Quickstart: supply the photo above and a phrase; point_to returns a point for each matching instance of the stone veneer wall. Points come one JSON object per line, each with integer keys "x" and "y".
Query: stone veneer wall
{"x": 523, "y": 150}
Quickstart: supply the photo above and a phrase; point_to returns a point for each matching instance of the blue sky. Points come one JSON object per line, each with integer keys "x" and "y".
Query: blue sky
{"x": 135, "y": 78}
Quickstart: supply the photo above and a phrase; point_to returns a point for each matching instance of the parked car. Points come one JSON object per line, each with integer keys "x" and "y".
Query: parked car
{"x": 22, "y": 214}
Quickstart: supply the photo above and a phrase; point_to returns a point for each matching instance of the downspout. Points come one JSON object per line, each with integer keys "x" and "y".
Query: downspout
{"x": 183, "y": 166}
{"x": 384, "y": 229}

○ ○ ○ ○ ○ ○ ○

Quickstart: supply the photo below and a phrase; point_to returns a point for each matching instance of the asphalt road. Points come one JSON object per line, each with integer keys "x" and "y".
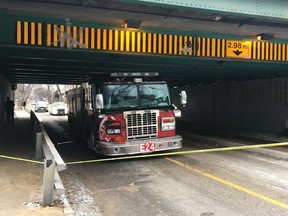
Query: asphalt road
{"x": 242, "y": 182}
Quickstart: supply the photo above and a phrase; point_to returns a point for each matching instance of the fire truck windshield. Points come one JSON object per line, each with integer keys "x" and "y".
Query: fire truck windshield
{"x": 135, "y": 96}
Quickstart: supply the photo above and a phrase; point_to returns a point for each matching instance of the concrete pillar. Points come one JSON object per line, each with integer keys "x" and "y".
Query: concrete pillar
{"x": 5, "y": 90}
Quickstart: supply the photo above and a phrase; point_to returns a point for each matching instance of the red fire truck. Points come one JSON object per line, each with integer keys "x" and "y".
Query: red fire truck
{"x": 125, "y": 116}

○ ○ ○ ○ ○ ○ ○

# Requirements
Select every line of the records that contains the string "concrete", copying each one as it appears. Matching is case-sensitive.

# Exercise answer
Quickstart: supply the photo above and a phrase; point_to returns a point for each matching instance of the concrete pillar. Points come one JSON object per line, each with integer keys "x" and "y".
Query: concrete pillar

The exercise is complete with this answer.